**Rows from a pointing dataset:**
((

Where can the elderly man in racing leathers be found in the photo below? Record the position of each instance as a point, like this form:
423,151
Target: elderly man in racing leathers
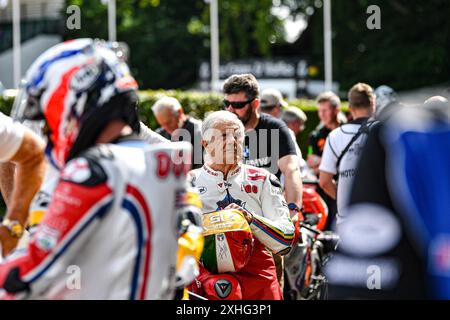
224,182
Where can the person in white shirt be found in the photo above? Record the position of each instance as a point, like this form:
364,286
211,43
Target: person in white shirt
343,146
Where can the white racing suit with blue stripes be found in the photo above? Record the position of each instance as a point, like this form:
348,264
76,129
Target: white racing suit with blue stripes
111,227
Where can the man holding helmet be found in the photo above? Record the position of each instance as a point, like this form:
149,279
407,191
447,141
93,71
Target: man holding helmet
105,208
224,182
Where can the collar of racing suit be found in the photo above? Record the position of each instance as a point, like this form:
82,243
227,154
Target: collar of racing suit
219,174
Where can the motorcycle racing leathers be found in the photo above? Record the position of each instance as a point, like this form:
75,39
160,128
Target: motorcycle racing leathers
111,227
259,192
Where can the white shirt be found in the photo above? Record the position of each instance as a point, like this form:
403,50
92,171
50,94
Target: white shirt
11,136
336,142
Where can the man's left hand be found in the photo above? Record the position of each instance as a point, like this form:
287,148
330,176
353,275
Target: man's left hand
247,215
7,241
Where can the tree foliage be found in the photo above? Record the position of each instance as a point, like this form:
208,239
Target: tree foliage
169,38
410,50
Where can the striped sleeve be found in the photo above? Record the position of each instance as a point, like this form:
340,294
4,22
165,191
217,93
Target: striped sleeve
274,227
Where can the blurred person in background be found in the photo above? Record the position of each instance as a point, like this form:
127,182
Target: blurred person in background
177,126
295,119
328,110
395,242
272,103
344,145
22,167
268,143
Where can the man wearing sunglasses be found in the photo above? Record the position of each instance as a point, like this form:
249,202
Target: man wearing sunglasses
268,143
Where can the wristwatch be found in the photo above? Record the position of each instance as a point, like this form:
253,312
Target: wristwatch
14,227
293,206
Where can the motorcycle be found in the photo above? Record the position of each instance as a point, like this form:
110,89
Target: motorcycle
304,264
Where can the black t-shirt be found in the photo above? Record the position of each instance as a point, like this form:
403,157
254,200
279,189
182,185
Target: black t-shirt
318,138
267,143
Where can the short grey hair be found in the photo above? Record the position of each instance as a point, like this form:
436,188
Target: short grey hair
330,97
294,114
218,117
166,103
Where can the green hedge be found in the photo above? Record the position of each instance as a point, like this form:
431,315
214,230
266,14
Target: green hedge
198,104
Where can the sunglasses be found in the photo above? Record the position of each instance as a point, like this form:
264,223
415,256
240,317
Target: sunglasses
236,104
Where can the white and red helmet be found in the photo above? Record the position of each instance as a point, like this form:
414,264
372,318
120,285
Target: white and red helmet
78,87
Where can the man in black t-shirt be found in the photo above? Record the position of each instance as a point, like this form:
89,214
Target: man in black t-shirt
268,143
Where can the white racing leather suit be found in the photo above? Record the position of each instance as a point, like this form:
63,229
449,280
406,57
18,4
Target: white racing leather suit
259,192
254,189
108,224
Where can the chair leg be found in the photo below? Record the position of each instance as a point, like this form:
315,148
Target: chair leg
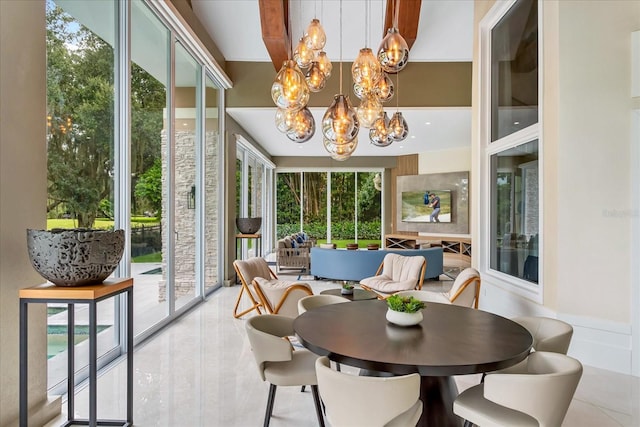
272,396
316,401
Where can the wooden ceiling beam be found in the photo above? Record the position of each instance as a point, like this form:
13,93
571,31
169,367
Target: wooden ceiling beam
274,18
408,18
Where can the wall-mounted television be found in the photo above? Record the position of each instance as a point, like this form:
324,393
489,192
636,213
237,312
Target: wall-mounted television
417,206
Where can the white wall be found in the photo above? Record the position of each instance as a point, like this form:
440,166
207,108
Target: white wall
455,160
590,207
23,196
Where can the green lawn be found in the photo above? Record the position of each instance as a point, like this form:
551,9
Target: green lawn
100,223
343,243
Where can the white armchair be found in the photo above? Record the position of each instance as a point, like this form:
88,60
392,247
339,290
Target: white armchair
465,291
539,397
396,273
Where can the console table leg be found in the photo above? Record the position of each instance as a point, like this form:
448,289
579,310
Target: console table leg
93,369
130,356
71,364
24,363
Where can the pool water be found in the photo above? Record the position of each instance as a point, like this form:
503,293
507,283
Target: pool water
57,337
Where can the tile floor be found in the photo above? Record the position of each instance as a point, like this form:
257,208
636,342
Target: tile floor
200,372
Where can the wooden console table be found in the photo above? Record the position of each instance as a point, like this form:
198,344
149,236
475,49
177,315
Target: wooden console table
91,295
450,244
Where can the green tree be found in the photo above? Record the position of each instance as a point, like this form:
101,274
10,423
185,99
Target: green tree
80,117
149,187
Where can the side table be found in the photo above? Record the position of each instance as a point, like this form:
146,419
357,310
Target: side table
71,295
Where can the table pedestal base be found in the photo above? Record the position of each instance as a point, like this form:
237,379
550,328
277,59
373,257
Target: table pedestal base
437,395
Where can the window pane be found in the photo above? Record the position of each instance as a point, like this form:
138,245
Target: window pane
369,209
515,211
343,208
288,208
315,205
211,178
187,79
514,70
149,85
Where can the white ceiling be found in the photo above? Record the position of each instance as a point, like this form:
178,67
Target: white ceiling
444,34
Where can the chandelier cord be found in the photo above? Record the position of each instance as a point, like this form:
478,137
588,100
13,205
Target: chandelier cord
341,46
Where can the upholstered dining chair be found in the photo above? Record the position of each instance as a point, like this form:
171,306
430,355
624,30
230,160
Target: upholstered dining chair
265,291
538,397
353,401
552,335
396,273
277,363
465,291
313,301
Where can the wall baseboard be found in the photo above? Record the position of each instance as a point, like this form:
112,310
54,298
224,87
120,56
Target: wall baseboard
598,343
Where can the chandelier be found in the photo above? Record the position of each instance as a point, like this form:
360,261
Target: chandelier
306,71
291,89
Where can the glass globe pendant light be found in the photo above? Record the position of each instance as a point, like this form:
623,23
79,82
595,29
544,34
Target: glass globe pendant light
284,119
324,64
290,90
340,122
384,88
366,70
393,52
315,78
398,127
369,110
379,132
315,38
303,127
303,55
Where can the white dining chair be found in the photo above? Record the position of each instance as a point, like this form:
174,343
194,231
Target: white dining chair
538,397
362,401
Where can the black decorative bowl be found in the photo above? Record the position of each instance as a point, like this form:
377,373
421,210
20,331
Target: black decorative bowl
75,257
249,225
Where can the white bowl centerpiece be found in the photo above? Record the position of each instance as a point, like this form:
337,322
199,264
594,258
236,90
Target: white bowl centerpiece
404,311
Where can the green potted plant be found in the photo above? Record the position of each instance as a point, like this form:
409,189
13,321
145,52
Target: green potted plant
347,287
404,311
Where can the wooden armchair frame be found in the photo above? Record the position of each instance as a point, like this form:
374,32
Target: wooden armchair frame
264,302
245,288
464,286
383,296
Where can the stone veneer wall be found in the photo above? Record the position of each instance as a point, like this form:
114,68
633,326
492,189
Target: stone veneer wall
185,220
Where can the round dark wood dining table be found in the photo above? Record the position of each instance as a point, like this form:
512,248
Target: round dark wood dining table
450,340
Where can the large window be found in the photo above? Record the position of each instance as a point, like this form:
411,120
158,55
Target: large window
254,176
331,206
132,144
511,145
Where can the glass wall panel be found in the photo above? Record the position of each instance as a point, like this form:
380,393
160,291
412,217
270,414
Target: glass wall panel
149,174
515,211
343,208
80,155
315,205
514,70
289,193
212,208
369,224
186,113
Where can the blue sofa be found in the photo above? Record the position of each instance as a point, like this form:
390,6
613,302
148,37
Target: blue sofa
340,264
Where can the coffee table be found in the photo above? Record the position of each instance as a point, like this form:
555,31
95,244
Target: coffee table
451,340
358,294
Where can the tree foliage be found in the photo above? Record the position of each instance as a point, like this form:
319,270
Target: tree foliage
80,119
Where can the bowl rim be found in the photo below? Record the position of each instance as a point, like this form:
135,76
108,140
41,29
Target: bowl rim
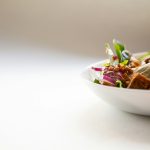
110,87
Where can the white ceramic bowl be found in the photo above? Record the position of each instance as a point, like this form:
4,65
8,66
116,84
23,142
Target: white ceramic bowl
130,100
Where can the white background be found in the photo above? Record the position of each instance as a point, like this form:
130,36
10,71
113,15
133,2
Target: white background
44,105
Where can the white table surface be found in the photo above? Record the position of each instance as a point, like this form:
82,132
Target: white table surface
44,105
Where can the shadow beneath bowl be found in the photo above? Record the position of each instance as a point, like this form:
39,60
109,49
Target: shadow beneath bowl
110,123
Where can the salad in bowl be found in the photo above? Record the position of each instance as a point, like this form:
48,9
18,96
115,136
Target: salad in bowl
122,80
122,69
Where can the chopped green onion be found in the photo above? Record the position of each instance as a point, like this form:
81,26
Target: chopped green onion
118,48
125,62
119,84
141,58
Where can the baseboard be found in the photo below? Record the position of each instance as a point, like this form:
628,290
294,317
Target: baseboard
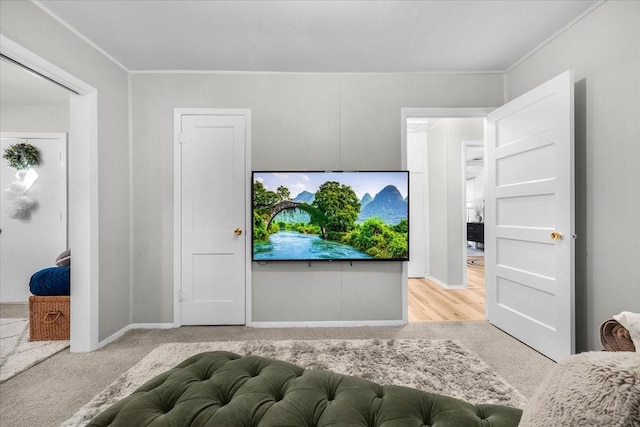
445,285
131,326
327,324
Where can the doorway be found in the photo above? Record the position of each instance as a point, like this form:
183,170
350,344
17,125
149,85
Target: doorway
445,159
32,237
82,190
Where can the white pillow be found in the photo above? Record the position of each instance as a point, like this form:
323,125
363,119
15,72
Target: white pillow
588,389
631,321
64,259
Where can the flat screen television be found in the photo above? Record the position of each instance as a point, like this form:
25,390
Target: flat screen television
337,215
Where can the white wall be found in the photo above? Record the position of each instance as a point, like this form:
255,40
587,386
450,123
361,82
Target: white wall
34,118
26,24
446,186
603,52
299,121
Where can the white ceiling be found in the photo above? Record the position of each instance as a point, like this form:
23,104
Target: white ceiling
319,36
19,88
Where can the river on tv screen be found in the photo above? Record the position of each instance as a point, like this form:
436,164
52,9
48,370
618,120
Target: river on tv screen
330,215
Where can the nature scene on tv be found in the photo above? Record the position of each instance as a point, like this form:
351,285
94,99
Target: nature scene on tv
330,215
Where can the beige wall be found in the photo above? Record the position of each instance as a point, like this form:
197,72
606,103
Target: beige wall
299,121
603,50
26,24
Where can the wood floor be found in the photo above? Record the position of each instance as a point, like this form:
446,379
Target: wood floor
429,301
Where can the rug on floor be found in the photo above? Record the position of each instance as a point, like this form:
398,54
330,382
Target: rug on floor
440,366
17,353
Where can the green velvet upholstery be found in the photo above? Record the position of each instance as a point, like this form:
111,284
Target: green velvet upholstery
225,389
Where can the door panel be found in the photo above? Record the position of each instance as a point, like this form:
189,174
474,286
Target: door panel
212,208
529,271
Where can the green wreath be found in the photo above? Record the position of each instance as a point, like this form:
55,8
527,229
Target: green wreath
22,156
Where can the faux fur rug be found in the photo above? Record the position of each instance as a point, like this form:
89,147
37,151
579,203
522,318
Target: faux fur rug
17,353
440,366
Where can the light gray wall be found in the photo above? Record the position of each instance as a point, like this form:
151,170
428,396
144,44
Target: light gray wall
26,24
603,50
34,118
299,121
446,197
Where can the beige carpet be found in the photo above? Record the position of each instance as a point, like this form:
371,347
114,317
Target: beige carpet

))

**Short exercise:**
With the line containing "Where can the door panel" as the first and the last line of the records as the final one, print exactly the lines in that span.

**Task response:**
Where can the door panel be found in the photo above? Record the position of each instance as a point, like this form:
189,174
474,286
Target: door panel
212,208
529,271
Where can the green wreath be found in the photo above? Record the position of each instance as a point, like this form:
55,8
527,229
Target: green wreath
22,156
Where can the faux fur rug be found in the photo above? Record the position of each instance as a point, like this form:
89,147
37,151
579,203
522,318
Target: faux fur rug
17,353
440,366
Where can the light gray wall be found in the photo above? Record the position of each instance as a point, like this form:
151,170
428,396
144,44
Target: light gray wall
26,24
603,50
34,118
299,121
446,197
Where can the beige carpet be found in the photo above? Record the position of each instance as a point, like this form:
371,347
114,317
Target: beige carpet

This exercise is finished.